• SELECTED TEXT:
- Opening Delimiter -

An efficient virus-induced gene silencing (VIGS) system for functional genomics in Brassicas using a cabbage leaf curl virus (CaLCuV)-based vector

Background: Virus-induced gene silencing (VIGS), a posttranscriptional gene silencing method, represents an effective technology for the analysis gene functions in plants. However, no VIGS vectors are available for Brassica oleracea till now. The gene silencing vectors TRV, pTYs and CaLCuV were chose to improve the VIGS system in cabbage, using phytoene desaturase (PDS) gene as an efficient visual indicator for VIGS.Results: We successfully silenced the expression of PDS and observed the photobleaching phenomenon in cabbage by pTYs and CaLCuV, with the latter displaying higher efficiency and lower cost. Then, the factors potentially affecting the silencing efficiency of VIGS by CaLCuV in cabbage, including targeting fragment strategy, inoculation method and incubation temperature, were compared. The optimized CaLCuV-based VIGS system is as follows: approximately 500 bp insert sequence, Agrobacterium OD600=1.0, vacuum osmosis method at the bud stage, and the incubation temperature of 22 °C, through which we achieved a stable silencing efficiency of 65%. To further test the effectiveness of the system, we selected two other genes in cabbage including Mg-chelataseH subunit (ChlH) and lobed-leaf 1 (LL1) to knock down their expression, and we observed the expected yellow or lobed leaves. In addition, we successfully applied the CaLCuV-based VIGS system in two other representative Brassica crops including B. rapa and B. nigra and thus expanded its application scope.Conclusion: These results demonstrate that CaLCuV-based VIGS effectively work in cabbage and can be used for analyzing gene function. Our VIGS system described here will contribute to efficient functional genomics research in Brassica crops.

- Closing Delimiter -

• WORK ITEM: From the abstract on the cabbage VIGS system, list each condition of the optimized CaLCuV-based VIGS system.

• SUPPLIED INFORMATION:
- Opening Delimiter -

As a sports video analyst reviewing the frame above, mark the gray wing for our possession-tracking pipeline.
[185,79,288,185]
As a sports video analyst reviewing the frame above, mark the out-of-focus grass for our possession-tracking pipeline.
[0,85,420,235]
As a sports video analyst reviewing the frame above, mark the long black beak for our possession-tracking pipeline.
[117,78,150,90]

- Closing Delimiter -

• REPLY:
- An insert sequence of approximately 500 bp
- Agrobacterium OD600=1.0
- The vacuum osmosis method at the bud stage
- An incubation temperature of 22 °C